» **Problem to solve**
Keep every line of the data below that has the string "pregnant" and present those lines.

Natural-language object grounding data
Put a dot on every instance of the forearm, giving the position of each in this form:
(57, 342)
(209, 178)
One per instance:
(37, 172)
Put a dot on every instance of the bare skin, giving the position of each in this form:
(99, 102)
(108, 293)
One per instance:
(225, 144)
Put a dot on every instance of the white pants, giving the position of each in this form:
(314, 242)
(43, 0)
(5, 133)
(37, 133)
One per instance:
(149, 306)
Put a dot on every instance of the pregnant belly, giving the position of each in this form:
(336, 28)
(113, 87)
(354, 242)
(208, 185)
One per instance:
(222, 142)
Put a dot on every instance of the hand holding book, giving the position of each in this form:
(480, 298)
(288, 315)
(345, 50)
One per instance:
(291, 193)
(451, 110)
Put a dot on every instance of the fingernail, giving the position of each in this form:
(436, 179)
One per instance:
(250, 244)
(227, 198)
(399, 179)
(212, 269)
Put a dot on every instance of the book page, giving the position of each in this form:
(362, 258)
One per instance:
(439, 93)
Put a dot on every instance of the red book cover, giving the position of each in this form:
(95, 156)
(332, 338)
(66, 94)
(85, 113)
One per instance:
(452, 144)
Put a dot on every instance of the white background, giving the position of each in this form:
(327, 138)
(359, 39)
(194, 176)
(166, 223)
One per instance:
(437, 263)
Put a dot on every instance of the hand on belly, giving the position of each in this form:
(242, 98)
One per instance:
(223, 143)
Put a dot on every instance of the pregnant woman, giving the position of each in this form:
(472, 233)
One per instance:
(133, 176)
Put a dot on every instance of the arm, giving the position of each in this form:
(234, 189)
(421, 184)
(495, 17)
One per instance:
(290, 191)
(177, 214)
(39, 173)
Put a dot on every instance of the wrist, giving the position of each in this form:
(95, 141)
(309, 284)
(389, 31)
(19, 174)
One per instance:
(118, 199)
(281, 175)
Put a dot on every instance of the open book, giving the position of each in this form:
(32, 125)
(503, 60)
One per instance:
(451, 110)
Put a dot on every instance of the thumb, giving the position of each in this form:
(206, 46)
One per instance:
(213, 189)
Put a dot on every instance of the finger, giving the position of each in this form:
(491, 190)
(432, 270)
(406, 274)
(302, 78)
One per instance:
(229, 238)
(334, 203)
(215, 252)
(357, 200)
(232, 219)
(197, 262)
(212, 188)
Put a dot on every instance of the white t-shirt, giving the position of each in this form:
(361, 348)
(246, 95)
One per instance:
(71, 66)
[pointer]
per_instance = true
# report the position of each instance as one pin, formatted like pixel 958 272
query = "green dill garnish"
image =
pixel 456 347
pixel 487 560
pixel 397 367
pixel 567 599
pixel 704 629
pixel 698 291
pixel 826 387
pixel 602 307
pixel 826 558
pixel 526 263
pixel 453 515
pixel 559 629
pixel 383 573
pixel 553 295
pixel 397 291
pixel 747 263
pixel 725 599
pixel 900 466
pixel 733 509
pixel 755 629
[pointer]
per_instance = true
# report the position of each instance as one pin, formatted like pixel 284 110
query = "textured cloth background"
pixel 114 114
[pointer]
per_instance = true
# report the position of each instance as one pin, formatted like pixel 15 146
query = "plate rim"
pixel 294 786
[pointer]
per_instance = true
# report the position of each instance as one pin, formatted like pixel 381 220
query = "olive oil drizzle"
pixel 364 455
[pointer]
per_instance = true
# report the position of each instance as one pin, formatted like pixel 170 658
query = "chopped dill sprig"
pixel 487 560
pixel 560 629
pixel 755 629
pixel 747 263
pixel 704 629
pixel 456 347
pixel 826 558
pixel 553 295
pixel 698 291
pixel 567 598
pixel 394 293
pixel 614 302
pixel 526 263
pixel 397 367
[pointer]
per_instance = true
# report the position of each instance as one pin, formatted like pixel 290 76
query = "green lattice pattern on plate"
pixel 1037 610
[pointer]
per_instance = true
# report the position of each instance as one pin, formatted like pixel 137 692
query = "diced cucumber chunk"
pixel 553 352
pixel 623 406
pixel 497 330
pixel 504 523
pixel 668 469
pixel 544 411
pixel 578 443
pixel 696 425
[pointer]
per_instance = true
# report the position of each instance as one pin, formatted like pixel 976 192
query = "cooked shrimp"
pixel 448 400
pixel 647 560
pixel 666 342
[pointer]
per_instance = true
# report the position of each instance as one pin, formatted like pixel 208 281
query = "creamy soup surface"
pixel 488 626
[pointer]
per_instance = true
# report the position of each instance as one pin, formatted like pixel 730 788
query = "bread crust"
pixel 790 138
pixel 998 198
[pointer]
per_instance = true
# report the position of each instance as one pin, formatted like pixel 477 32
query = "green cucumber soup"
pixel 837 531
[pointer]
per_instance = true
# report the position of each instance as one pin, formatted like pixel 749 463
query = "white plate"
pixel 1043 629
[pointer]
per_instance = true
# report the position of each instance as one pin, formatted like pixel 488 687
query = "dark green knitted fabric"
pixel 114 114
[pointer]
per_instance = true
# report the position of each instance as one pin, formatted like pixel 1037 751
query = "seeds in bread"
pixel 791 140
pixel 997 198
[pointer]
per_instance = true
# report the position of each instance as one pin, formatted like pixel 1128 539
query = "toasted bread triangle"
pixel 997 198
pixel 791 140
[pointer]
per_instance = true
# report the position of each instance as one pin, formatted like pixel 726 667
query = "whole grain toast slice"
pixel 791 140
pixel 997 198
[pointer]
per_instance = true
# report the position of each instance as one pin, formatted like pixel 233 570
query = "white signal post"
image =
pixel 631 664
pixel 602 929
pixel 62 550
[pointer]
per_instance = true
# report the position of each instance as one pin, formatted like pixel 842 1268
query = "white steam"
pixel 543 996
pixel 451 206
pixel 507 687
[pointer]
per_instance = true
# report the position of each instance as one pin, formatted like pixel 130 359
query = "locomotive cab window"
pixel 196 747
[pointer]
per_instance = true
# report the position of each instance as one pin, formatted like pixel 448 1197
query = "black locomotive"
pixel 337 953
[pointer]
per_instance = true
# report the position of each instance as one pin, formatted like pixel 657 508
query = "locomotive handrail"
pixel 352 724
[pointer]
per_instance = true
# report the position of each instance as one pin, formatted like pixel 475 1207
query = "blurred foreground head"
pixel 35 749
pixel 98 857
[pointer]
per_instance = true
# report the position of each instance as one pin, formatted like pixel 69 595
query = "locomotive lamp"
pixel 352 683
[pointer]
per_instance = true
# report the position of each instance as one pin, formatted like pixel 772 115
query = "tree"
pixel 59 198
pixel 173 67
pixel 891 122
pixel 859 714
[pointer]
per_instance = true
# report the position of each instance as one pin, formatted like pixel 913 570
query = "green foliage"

» **Result**
Put a dot on every instance of the pregnant belly, giving the position of each in this form:
Put a dot on every instance of the pregnant woman, giving the position of each in this form:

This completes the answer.